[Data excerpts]

Start of Block

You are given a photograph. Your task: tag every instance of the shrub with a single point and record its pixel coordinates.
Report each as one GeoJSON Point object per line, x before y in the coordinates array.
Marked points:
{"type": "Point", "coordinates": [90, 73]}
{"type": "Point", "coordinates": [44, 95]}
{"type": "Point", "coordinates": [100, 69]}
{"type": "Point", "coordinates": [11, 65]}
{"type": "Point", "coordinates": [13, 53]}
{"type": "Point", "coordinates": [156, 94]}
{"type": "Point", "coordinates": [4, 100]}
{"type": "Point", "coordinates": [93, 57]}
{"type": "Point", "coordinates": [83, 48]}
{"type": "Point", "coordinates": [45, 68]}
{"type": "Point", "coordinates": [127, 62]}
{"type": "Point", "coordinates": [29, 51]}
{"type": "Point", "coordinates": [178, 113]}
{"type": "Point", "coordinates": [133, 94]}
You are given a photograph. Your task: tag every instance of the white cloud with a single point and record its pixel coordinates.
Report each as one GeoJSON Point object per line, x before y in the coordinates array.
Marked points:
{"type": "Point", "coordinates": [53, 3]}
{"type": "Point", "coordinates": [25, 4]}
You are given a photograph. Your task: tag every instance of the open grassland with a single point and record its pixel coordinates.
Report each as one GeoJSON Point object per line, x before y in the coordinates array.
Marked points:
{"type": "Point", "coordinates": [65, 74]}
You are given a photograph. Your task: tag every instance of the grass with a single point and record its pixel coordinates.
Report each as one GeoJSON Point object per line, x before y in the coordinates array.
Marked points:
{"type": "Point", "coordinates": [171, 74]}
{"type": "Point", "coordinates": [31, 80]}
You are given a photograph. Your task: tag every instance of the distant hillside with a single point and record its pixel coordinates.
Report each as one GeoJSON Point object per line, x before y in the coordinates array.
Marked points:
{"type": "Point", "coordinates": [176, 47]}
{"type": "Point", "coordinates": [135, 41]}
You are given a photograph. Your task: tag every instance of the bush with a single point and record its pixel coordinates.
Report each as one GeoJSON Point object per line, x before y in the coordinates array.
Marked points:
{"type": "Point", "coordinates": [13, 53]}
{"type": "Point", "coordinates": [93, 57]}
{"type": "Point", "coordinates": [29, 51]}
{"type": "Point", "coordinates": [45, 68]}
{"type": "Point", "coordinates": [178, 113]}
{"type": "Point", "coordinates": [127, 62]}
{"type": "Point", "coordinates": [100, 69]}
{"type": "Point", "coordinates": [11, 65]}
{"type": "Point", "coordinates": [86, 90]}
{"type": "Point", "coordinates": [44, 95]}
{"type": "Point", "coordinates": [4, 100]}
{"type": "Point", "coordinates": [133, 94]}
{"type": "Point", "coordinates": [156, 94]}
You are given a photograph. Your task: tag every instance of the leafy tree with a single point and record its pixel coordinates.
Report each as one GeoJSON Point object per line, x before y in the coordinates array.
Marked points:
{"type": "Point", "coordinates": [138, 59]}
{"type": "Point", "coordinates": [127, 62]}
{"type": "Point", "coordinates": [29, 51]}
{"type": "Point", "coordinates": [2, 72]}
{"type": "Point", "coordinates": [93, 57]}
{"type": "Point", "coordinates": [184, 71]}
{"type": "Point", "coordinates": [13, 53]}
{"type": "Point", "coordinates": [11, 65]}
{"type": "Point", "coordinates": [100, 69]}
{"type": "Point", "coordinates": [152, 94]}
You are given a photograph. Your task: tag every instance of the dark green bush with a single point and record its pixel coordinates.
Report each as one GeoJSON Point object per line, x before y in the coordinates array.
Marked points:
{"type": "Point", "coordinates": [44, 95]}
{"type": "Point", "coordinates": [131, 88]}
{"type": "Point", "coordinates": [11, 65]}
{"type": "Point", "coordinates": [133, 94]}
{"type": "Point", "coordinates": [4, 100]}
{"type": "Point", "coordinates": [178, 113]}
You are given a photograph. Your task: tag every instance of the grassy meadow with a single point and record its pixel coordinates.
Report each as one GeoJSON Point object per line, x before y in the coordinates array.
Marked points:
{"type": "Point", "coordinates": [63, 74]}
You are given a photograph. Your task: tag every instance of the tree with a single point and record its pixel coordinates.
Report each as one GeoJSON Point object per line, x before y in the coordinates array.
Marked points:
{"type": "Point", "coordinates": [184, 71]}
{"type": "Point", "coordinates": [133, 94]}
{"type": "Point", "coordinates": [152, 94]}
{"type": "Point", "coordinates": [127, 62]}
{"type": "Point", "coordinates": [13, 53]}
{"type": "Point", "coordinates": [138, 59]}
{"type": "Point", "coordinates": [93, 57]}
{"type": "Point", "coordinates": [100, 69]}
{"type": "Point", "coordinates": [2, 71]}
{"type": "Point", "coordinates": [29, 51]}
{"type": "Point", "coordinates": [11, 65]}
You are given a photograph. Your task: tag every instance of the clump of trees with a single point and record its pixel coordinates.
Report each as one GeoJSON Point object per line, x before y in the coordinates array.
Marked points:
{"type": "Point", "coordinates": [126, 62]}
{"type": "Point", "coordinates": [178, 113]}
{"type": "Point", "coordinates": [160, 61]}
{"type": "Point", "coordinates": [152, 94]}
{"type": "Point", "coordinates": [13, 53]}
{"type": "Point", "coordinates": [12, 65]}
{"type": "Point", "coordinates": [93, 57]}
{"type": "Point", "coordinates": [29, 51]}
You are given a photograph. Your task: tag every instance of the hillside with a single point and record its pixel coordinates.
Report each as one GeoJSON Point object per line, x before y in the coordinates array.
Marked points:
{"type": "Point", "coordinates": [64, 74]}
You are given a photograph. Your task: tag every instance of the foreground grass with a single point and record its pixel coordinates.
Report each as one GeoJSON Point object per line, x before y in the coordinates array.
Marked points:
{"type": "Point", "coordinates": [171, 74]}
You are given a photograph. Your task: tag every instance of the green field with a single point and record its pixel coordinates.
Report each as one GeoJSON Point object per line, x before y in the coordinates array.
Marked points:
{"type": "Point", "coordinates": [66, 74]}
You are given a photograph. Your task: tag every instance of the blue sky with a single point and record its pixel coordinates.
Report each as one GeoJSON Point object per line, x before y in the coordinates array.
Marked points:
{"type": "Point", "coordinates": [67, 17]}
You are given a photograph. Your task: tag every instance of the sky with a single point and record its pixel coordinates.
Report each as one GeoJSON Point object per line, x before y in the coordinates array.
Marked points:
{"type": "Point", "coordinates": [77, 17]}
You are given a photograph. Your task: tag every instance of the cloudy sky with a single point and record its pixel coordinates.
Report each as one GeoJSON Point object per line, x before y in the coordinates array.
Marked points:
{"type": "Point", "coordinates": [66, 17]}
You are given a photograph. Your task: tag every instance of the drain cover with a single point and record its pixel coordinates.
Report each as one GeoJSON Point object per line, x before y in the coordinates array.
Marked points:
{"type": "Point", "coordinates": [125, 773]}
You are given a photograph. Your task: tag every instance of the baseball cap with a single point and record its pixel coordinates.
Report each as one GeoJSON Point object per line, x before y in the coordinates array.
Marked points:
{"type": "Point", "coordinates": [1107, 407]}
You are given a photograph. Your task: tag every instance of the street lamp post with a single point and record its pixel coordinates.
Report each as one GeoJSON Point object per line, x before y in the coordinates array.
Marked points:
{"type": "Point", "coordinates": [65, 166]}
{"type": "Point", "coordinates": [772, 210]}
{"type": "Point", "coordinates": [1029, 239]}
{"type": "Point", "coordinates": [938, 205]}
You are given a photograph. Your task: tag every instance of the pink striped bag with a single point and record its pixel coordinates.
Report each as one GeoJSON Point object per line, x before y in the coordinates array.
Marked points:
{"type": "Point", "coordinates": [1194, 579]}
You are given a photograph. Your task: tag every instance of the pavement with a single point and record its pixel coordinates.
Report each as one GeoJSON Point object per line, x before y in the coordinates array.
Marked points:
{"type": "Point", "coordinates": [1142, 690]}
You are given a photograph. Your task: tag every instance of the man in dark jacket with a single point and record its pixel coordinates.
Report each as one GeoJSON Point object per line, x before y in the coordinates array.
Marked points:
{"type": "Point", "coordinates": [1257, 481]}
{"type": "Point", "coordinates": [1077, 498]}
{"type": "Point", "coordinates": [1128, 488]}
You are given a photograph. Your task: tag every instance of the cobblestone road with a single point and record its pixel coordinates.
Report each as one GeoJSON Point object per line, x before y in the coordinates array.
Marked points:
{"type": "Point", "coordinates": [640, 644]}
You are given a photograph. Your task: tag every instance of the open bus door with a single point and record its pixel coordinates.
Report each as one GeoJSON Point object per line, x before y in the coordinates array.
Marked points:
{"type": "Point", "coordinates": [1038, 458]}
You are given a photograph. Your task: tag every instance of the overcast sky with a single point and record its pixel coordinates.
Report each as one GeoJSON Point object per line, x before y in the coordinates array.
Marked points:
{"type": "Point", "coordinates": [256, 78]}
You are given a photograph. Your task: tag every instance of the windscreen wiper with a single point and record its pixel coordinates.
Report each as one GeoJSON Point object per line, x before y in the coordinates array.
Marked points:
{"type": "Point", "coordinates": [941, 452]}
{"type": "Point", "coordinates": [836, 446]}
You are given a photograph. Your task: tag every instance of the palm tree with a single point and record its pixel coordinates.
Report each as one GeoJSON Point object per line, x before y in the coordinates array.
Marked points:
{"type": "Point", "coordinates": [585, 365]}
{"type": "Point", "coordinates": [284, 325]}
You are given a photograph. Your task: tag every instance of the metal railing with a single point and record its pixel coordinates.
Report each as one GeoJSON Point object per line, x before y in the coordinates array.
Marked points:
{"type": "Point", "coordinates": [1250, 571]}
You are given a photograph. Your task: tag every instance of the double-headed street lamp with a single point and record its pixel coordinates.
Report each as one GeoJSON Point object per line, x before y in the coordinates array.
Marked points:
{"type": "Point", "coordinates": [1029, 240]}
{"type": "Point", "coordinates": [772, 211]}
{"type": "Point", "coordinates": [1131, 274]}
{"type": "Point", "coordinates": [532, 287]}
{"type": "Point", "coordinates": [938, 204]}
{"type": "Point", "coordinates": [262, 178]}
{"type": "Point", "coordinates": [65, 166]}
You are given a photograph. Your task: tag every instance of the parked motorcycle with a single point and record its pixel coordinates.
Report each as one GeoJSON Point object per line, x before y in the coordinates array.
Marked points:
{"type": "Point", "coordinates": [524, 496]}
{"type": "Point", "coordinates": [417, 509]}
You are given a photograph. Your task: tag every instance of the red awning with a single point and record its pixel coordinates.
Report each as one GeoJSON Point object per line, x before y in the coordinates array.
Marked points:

End of Block

* WORK REQUEST: Working through the records above, establish how many lines contain the string "street", and reply with the number by itself.

* RESULT: 2